┌─ Text provided

Rajesh Soni spent eight hours taking his father from one hospital to another in a tuk-tuk in Kota district in the northern state of Rajasthan on Tuesday. He couldn’t get an ambulance and the rickety vehicle was his only option. At 5pm, he decide to end his search for a hospital bed as his father’s condition was deteriorating. He then “left everything to fate” and came home.

“I am giving him medicines at home, but I am not sure that he will survive. We have been left to die on the streets,” Rajesh said. He says several private hospitals even “conned” him and took money to do tests, only to tell him later to take his father away as there were no beds.

“I am not a wealthy person. I spent whatever I had to pay the tuk-tuk driver and to hospitals. Now I am going to borrow some money to get an oxygen cylinder at home.”

Such stories have become common in Delhi, the worst affected city in India, but similar accounts are now coming in from smaller cities and towns across the country.

The BBC looks at what’s happening in five different states to see how fast the virus is spreading there.

Kota, Rajasthan state
The city and surrounding district has reported more than 6,000 cases in the past week, and 264 deaths since the pandemic began – but 35% of those happened in April alone.

└─
┌─ Extracted entries

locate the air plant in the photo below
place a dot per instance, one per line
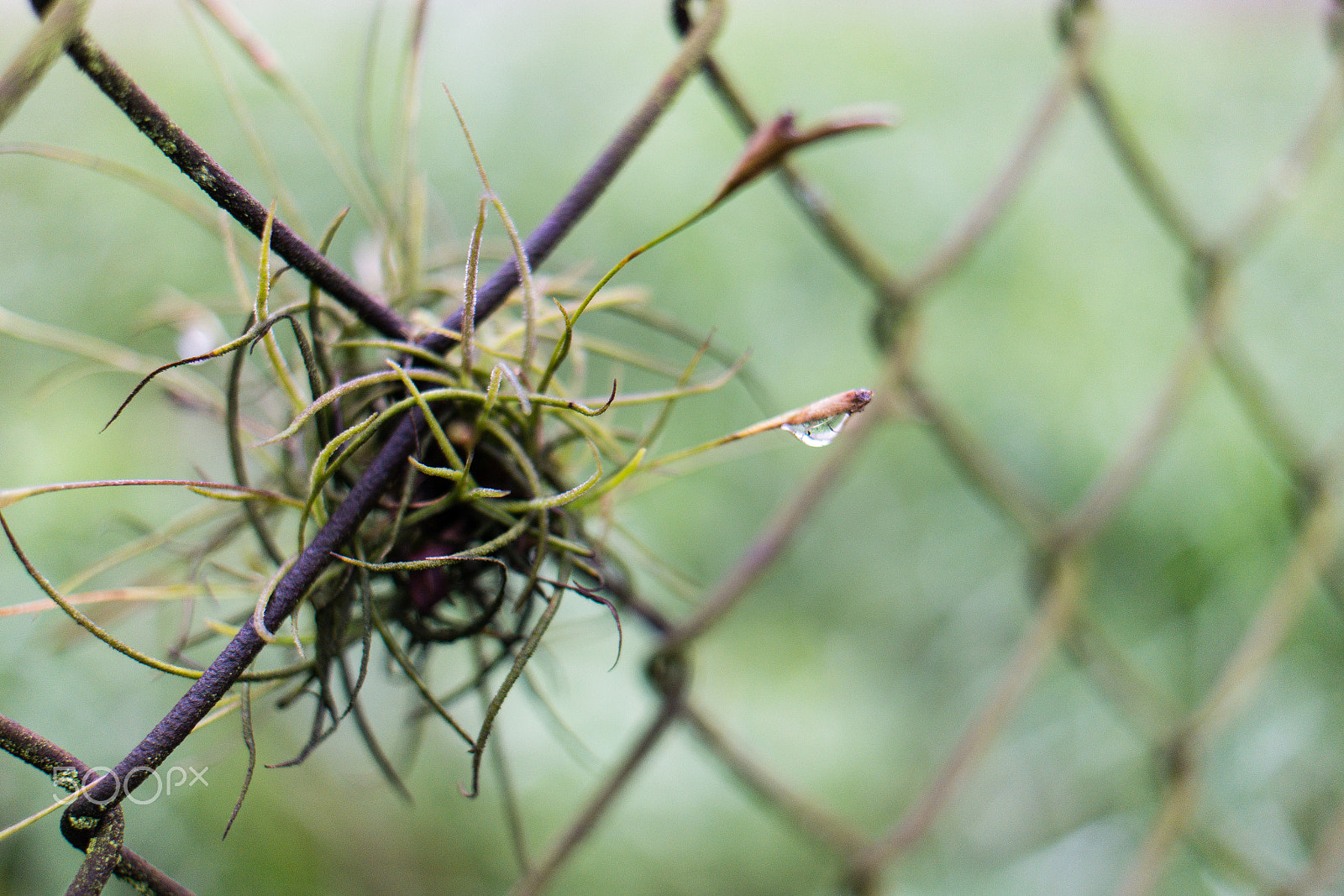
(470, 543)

└─
┌─ Extracted entries

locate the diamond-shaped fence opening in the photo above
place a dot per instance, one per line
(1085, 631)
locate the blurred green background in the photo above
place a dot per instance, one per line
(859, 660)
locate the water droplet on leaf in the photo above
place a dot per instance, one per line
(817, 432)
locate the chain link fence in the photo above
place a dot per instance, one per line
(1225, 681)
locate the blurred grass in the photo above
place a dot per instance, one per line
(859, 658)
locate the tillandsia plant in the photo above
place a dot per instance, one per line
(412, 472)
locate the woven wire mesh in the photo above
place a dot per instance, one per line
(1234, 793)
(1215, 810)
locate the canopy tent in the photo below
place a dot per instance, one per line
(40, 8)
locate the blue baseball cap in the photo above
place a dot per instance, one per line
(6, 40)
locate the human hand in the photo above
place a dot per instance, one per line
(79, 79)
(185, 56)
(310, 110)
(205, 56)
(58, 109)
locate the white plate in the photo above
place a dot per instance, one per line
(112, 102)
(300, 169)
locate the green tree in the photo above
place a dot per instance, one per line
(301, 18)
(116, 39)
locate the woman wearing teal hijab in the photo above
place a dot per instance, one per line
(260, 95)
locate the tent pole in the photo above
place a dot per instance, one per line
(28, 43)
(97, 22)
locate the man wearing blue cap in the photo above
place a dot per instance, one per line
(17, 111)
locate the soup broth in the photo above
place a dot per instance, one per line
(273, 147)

└─

- Tasks to perform
1. List every geographic place named in the article about hospital shortages in India above.
2. Render this sentence from the article about hospital shortages in India into Spanish: "He couldn’t get an ambulance and the rickety vehicle was his only option."
3. Continue the article about hospital shortages in India from its final sentence.

- Written responses
1. Kota, Rajasthan, Delhi, India

2. No pudo conseguir una ambulancia y el destartalado vehículo era su única opción.

3.
Up to 7 April, it was taking 72 days for the number of cases to double, but now it’s 27 days.

All oxygen beds were occupied, and only two out of the district’s 329 ICU units were free on 27 April. A senior journalist in the city told the BBC that hospitals were overrun and “this suggests that the actual numbers are much higher”.

There is an acute shortage of oxygen and drugs like remdesivir and tocilizumab. The district is home to many coaching centres for students from all over the country taking exams to get into prestigious medical and engineering colleges.

But the students have left and the district is now in turmoil and largely away from the radar of national and international media. The journalist said the city’s hospitals were not ready for what he described as a Covid tsunami. He said there was an urgent need to add “more oxygen and ICU beds before more people start dying on the streets”.